Trecho ::
============

TRT-PR-06-12-2011 EMENTA: ENQUADRAMENTO SINDICAL. DIVERSIDADE DE ATIVIDADES. INEXISTÊNCIA DE ATIVIDADE PREPONDERANTE. NORMA COLETIVA DE TRABALHO APLICÁVEL. Quando a empresa não desenvolve uma atividade preponderante, deve ser aplicada a norma coletiva correspondente àquela desenvolvida pela reclamante, nos termos do disposto no artigo 158, parágrafo 1º, da Consolidação das Leis do Trabalho (CLT). Recurso ordinário do reclamante conhecido e provido, neste aspecto.
(TRT-9 2322200995908 PR 2322-2009-95-9-0-8, Relator: ALTINO PEDROZO DOS SANTOS, 3A. TURMA, Data de Publicação: 06/12/2011)

Destarte, como se percebe, no caso da empresa não possuir uma atividade preponderante, deverá prevalecer o enquadramento sindical pela atividade desempenhada pelo empregado em análise.
Não obstante a conclusão acima, cabe destacar que ainda há outra exceção, trazida pelo art. 511, § 3º, da CLT, que trata da possibilidade de criação de entidades sindicais de categorias diferenciadas, que são àquelas regulamentadas, como, por exemplo, os engenheiros, advogados, veterinários, fisioterapeutas etc.
Uma grande cizânia ocorre quando há na empresa profissionais pertencentes à categoria diferenciada, tema que será tratado a seguir.

3.3. ENQUADRAMENTO SINDICAL POR CATEGORIA DIFERENCIADA.


No ordenamento jurídico pátrio, a categoria diferenciada tem previsão e definição no art. 511, § 3º da CLT, que dispõe:

§ 3º Categoria profissional diferenciada é a que se forma dos empregados que exerçam profissões ou funções diferenciadas por força de estatuto profissional especial ou em consequência de condições de vida singulares.

Tratando sobre o tema, destaque-se os ensinamentos de Delgado (2013, pág. 1.364):
“Esse tipo de associação tem recebido o epíteto de sindicatos horizontais, porque se estendem no mercado de trabalho em meio a várias e distintas empresas, atingindo apenas certos trabalhadores dessas entidades econômicas, exatamente aqueles que guardam e exercem a mesma profissão. Sua extensão no mercado laborativo é horizontal em relação aos inúmeros empregadores existentes, uma vez que, raramente, eles abrangem todos os trabalhadores de uma mesma empresa ou estabelecimento.”
                     
Como se vê, em síntese, categoria profissional diferenciada é aquela constituída por trabalhadores que tem sua profissão regulamentada por estatuto profissional especial, geralmente previsto em lei.

============

Listagem fornecida ::
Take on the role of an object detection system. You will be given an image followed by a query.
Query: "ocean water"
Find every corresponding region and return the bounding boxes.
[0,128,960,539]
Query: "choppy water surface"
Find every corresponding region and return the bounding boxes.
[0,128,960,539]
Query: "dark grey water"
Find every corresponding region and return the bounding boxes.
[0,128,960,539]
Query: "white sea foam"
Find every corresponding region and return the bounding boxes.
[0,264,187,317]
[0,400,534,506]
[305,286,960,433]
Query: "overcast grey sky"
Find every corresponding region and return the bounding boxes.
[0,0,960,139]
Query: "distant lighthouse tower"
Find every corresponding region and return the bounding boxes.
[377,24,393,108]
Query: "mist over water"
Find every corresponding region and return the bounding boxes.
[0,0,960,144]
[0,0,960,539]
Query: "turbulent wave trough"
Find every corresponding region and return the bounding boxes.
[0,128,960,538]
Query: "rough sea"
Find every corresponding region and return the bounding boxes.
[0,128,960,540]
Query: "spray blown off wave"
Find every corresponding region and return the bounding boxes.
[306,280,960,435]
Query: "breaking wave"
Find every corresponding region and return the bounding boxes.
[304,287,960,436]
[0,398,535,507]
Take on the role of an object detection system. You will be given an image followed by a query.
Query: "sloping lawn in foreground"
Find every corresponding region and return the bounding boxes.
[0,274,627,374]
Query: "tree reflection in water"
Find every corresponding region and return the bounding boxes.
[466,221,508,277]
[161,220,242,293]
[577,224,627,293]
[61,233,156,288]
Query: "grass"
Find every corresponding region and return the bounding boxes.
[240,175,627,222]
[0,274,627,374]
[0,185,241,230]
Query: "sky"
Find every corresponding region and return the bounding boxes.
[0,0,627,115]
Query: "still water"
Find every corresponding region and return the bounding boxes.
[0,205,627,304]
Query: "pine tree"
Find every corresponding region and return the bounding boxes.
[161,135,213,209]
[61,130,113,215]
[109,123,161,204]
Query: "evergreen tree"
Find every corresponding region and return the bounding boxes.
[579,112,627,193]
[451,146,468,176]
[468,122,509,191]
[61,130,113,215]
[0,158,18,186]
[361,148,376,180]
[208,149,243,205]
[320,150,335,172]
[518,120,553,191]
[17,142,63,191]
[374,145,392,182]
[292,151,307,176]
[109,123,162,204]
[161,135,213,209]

============

Enunciado 1 :: Liste as profissões que o trecho sobre enquadramento sindical cita como exemplos de categorias diferenciadas.
Enunciado 2 :: Por favor, dê seguimento ao trecho sobre enquadramento sindical, começando logo após a última frase apresentada.
Não é preciso consultar a listagem.

Resultado 1 :: Engenheiros, advogados, veterinários e fisioterapeutas.

Resultado 2 ::
São exemplos de categoria diferenciada os advogados, que tem a atividade regulamenta pela Lei Federal 8.906/94; os engenheiros e arquitetos, que são regulamentados pela Lei Federal 5.194/66; os fisioterapeutas, que são regulamentados pela Lei Federal 6.316/75; os motoboys e moto-taxistas, que são regulamentados pela Lei Federal 12.009/2009, dentre várias outras profissões.
Nesse caso, quando o trabalhador pertencer a uma categoria diferenciada, não importa a atividade preponderante da empresa, ele sempre será representado pela entidade sindical ligada àquela profissão. Exemplificando, não importa se um engenheiro (categoria diferenciada) trabalhe numa indústria de alimentos, de calçados ou qualquer outro setor, ele sempre será representado pelo sindicato dos engenheiros, e não pelo sindicato que representa a atividade preponderante da empresa em que ele trabalha.
Destarte, estes são os parâmetros de representação sindical até então vigentes no modelo sindical brasileiro. Como informado, a seguir será abordado o modelo trazido pelo PL 4330, fazendo-se um paralelo entre os modelos, e apresentando suas incongruências e questionamentos ao redor da matéria.

4. ENQUADRAMENTO SINDICAL PREVISTO NO PROJETO DE LEI 4330. QUESTIONAMENTOS INICIAIS SOBRE O TEMA.

 

Como dito anteriormente, a legislação brasileira atual comporta as três formas de enquadramento sindical profissional acima destacadas, estabelecendo a regra e as exceções. Entretanto, o polêmico Projeto de Lei 4330, que visa regulamentar a terceirização no país, inverte as prioridades, conforme destaques adiante, acarretando, por corolário, em alguns questionamentos. O atual texto do Projeto em questão, que foi aprovado pela Câmara Federal, com algumas alterações, em 22 de abril de 2015, tratando sobre enquadramento sindical na terceirização, em seu art. 8º, estabeleceu o seguinte:

Art. 8º Quando o contrato de prestação de serviços especializados a terceiros se der entre empresas que pertençam à mesma categoria econômica, os empregados da contratada envolvidos no contrato serão representados pelo mesmo sindicato que representa os empregados da contratante, na forma do art. 511 da Consolidação das Leis do Trabalho – CLT, aprovada pelo Decreto-Lei nº 5.452, de 1º de maio de 1943.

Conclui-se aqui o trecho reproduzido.